**Work to be completed:** Copy every one of the items below character for character, keeping each line as it stands.

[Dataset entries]
____________________
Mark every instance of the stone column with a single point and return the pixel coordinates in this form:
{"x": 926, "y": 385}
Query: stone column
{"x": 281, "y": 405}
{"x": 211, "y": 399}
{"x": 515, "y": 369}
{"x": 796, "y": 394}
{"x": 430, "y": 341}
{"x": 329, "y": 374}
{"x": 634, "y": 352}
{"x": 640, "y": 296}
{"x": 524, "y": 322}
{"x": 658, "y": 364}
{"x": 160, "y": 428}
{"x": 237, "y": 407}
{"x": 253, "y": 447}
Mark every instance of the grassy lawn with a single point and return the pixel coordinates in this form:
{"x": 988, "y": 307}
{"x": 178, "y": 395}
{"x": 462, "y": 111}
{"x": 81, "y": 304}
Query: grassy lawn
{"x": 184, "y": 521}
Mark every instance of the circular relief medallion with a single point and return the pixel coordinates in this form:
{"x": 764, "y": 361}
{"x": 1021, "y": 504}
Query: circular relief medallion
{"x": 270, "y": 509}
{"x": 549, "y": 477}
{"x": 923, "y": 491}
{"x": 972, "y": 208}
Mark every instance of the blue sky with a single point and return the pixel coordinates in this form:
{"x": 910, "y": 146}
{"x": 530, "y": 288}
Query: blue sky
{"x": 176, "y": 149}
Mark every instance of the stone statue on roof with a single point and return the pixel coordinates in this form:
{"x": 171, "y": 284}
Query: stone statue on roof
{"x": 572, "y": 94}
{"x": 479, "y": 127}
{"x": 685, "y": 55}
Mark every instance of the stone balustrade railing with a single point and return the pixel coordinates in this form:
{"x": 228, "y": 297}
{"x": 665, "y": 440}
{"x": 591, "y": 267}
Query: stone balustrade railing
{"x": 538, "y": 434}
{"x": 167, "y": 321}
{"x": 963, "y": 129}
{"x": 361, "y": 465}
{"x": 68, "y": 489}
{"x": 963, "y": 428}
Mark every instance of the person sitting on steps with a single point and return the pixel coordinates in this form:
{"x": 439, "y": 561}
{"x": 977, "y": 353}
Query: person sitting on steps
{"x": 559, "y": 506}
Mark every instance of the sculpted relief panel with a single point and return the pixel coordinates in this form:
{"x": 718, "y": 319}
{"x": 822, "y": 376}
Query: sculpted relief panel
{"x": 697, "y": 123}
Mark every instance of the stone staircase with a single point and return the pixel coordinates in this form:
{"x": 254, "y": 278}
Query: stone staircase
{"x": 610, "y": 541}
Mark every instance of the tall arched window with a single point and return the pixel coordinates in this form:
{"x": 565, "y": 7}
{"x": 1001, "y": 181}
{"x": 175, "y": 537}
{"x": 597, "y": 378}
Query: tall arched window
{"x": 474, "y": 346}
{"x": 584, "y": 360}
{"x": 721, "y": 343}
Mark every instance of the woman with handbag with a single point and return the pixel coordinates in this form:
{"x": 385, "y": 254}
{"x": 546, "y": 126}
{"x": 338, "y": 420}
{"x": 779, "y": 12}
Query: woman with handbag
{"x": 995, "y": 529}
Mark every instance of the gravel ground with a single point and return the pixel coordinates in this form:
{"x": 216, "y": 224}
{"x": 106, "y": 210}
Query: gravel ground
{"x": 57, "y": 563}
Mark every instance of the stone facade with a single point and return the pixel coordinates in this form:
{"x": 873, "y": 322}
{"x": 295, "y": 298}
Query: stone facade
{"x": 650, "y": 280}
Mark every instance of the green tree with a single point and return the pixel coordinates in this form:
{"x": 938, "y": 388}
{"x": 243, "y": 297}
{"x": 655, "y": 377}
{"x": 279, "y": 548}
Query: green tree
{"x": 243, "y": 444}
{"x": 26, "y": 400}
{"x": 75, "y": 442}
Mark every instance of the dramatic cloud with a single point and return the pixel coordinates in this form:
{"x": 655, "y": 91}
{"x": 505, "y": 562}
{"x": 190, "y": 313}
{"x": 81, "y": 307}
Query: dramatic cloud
____________________
**Problem solution:**
Mark every instance of the stone column with a single point and return the pixel coordinates in this form:
{"x": 926, "y": 385}
Query: stone column
{"x": 281, "y": 405}
{"x": 211, "y": 399}
{"x": 515, "y": 369}
{"x": 796, "y": 394}
{"x": 430, "y": 341}
{"x": 329, "y": 374}
{"x": 634, "y": 352}
{"x": 640, "y": 296}
{"x": 524, "y": 322}
{"x": 658, "y": 364}
{"x": 160, "y": 428}
{"x": 237, "y": 407}
{"x": 253, "y": 447}
Mark every instance of the grassy lawn with a single point and return the pixel coordinates in this form:
{"x": 988, "y": 307}
{"x": 178, "y": 395}
{"x": 462, "y": 111}
{"x": 81, "y": 304}
Query: grassy lawn
{"x": 184, "y": 521}
Mark every instance of the circular relief medallion with a single point and return the pixel coordinates in this form:
{"x": 764, "y": 361}
{"x": 1021, "y": 504}
Query: circular relief medallion
{"x": 270, "y": 509}
{"x": 549, "y": 477}
{"x": 923, "y": 491}
{"x": 972, "y": 208}
Mark every instance of the blue sky with a single point and return the pixel coordinates in this form:
{"x": 910, "y": 146}
{"x": 530, "y": 288}
Query: blue sky
{"x": 176, "y": 149}
Mark every instance of the stone statue on roof with a single point and return the pixel coordinates in this form:
{"x": 171, "y": 284}
Query: stone statue on roof
{"x": 572, "y": 94}
{"x": 479, "y": 127}
{"x": 685, "y": 55}
Mark every instance of the stone balustrade railing with a single point and return the pixel coordinates in this form:
{"x": 228, "y": 297}
{"x": 665, "y": 440}
{"x": 591, "y": 267}
Query: stone balustrade railing
{"x": 538, "y": 434}
{"x": 167, "y": 321}
{"x": 963, "y": 129}
{"x": 361, "y": 465}
{"x": 68, "y": 489}
{"x": 963, "y": 428}
Mark every instance of the person sitting on steps with a single point and return the pixel coordinates in this form:
{"x": 439, "y": 561}
{"x": 977, "y": 353}
Query: person sitting on steps
{"x": 559, "y": 506}
Mark every instance of the sculpted relief panel with a single point and return the pixel coordinates in this form:
{"x": 718, "y": 319}
{"x": 822, "y": 376}
Query: sculpted relief panel
{"x": 697, "y": 123}
Mark every instance of the stone staircase with a single point and return the pixel coordinates in this form:
{"x": 254, "y": 278}
Query: stone staircase
{"x": 610, "y": 541}
Mark every instance of the tall arched window with a single point and return the pixel coordinates in this form:
{"x": 565, "y": 7}
{"x": 1001, "y": 181}
{"x": 175, "y": 537}
{"x": 597, "y": 378}
Query: tall arched window
{"x": 474, "y": 346}
{"x": 584, "y": 360}
{"x": 721, "y": 343}
Mark every instance of the woman with handbag with a single point and return the pixel coordinates in this form:
{"x": 385, "y": 254}
{"x": 546, "y": 126}
{"x": 338, "y": 420}
{"x": 779, "y": 12}
Query: woman with handbag
{"x": 995, "y": 529}
Mark every instance of the gravel ground with a single point and return the pixel coordinates in this form:
{"x": 216, "y": 224}
{"x": 106, "y": 210}
Query: gravel ground
{"x": 57, "y": 563}
Mark every instance of the stone facade with a single point and return the pixel coordinates in this form:
{"x": 873, "y": 322}
{"x": 295, "y": 298}
Query: stone facade
{"x": 650, "y": 280}
Mark every instance of the green tree with a single point and return the pixel coordinates in this form:
{"x": 938, "y": 388}
{"x": 243, "y": 297}
{"x": 655, "y": 377}
{"x": 279, "y": 548}
Query: green tree
{"x": 243, "y": 444}
{"x": 26, "y": 400}
{"x": 75, "y": 442}
Mark every instance of the dramatic cloud with a single point and return the pixel coordinates in this form:
{"x": 655, "y": 91}
{"x": 505, "y": 562}
{"x": 190, "y": 313}
{"x": 81, "y": 307}
Query: dramatic cloud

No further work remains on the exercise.